Problem details » Resume the alert on the Labor Department's final persuader rule, picking up right after its last sentence.

The Labor-Management Reporting and Disclosure Act requires labor organizations, consultants, and employers to file reports and disclose expenditures on labor-management activities. For over fifty years, the DOL has interpreted the provisions of the Act to require reporting only for what are known as “direct” persuasive activities, such as when employers hire consultants or attorneys to personally and directly deliver counter-union messages to employees. Under the Act, mere “advice” pertaining to persuasive activities is not reportable. The advice exemption permitted law firms and employers to avoid the reporting obligations since the law firms were not actually engaged in direct persuasion, but only in advice. However, in March of this year, the DOL set forth a Final Rule significantly broadening what is reportable by employers and consultants in an effort to require reporting on activities that have been viewed as “advice.” Significantly, the Northern District of Texas today issued an order preliminary enjoining the Department of Labor from enforcing its Final Rule until a lawsuit challenging the Final Rule can be fully litigated. Unless that preliminary ruling or other pending challenges to the Final Rule are successful and upheld on appeal, the Final Rule will apply to agreements entered into on or after July 1, 2016. Two important updates concerning the Final Rule are covered in this alert, one of which necessitates an employer taking action before July 1, 2016.

Requirements under the Final Persuader Rule

The Final Rule requires consultants and employers to report not only direct, but also indirect persuasive activities, such as providing advice concerning a speech that an employer then delivers to employees.

Stored rows »
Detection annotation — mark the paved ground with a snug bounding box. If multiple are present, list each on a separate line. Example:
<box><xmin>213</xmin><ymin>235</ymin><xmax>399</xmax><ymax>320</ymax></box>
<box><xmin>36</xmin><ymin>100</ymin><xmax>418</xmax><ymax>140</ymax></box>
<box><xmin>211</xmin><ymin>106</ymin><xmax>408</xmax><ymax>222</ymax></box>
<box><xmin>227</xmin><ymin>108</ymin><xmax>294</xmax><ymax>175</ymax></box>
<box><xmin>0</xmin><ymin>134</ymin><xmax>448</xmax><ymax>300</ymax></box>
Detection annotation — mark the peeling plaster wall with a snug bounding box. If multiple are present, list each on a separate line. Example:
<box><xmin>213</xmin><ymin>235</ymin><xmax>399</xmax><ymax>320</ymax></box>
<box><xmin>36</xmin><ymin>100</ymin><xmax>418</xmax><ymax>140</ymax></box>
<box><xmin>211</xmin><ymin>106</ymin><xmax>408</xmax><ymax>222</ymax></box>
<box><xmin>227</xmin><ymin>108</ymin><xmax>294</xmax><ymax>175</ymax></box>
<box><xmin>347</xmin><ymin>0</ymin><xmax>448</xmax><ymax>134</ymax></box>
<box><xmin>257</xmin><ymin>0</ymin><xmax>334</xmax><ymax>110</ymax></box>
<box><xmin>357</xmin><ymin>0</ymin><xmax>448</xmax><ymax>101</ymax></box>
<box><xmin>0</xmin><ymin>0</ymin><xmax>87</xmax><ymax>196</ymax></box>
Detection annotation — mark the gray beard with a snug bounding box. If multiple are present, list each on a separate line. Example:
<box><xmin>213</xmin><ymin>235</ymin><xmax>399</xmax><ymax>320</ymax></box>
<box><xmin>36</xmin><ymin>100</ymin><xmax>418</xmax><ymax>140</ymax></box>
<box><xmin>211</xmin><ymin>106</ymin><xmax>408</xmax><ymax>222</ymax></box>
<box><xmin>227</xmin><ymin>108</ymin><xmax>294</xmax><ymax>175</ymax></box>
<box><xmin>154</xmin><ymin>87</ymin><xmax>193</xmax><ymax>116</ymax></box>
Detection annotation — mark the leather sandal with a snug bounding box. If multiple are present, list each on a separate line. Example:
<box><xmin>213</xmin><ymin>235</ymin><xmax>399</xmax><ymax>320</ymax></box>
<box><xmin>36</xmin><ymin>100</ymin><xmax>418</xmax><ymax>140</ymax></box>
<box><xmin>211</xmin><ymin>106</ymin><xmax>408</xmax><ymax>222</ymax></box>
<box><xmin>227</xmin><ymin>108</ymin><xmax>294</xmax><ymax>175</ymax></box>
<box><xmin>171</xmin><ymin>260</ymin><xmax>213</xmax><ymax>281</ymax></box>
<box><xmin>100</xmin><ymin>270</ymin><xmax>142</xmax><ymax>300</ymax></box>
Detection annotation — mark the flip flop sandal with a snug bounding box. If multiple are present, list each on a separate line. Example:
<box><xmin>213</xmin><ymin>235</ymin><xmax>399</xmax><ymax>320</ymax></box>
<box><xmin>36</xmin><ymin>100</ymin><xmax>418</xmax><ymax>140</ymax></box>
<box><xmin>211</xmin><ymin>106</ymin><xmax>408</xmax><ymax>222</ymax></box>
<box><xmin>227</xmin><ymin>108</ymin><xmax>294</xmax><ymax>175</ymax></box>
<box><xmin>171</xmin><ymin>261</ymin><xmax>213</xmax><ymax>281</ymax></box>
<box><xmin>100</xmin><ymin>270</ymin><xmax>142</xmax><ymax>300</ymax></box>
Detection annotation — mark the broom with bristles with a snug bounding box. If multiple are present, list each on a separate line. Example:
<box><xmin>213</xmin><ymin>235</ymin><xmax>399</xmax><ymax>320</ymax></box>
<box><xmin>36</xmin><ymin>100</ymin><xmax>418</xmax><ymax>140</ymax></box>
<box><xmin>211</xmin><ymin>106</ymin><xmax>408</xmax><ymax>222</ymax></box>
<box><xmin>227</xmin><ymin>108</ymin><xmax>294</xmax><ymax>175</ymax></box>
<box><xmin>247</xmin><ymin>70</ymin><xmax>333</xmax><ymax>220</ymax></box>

Reply »
The DOL has divided reportable indirect persuasive activities into four categories: (1) planning, directing or coordinating activities undertaken by supervisors or other employer representatives including meetings and interactions with employees; (2) providing material or communications for dissemination to employees; (3) conducting a union avoidance seminar for supervisors or other employer representatives; and (4) developing or implementing personnel policies, practices or actions for the employer. Specific examples of reportable indirect activities include, but are not limited to: planning or conducting employee meetings; training supervisors or employer representatives to conduct meetings; coordinating or directing the activities of supervisors or employer representatives; establishing or facilitating employee committees; drafting, revising or providing speeches; developing employer personnel policies designed to persuade employees; and identifying employees for disciplinary action, reward or other targeting.

Non-reportable indirect activities may include: providing an overview of NLRB case law relating to the right of employees to organize and bargain collectively; reviewing employer communications for legality; representing an employer before court, agency or arbitration; and providing employers with publicly available information about unions, such as published labor contracts and required reports for governmental agencies.

DOL Representative States that New Rule Does Not Apply to Multi-Year Agreements Entered into Before July 1, 2016

In response to the Final Rule, several lawsuits have been filed challenging the rule, including one where the Arkansas State Chamber of Commerce and several trade associations representing employers filed a complaint in the United States District Court for the Eastern District of Arkansas. During this lawsuit, which is still ongoing, the DOL filed a Status Report which stated “the position of the DOL is as follows”:

While the effective date of the Rule is April 25, 2016, the rule is only applicable to arrangements and agreements entered into on or after July 1, 2016…. [T]he Department will not apply the Rule to arrangements or agreements entered into prior to July 1, 2016, or payments made pursuant to such arrangements or agreements. Consequently, under the Rule no employer, labor relations consultant or other independent contractor will have to report or keep records on any activities engaged in prior to July 1 that are not presently subject to reporting or file the new Forms LM-10 or LM-20 (revised pursuant to the Rule) for any purpose prior to July 1.

The DOL took this position to explain why the parties had agreed to allow the DOL an extension of time to respond to the Plaintiffs’ Motion for Preliminary Injunction – i.e. because the Final Rule does not apply to agreements entered before July 1, 2016, the preliminary injunction determination could be delayed.

The U.S. Chamber of Commerce has interpreted this Status Report to take the position that agreements for indirect persuading entered into prior to July 1, 2016 are not reportable.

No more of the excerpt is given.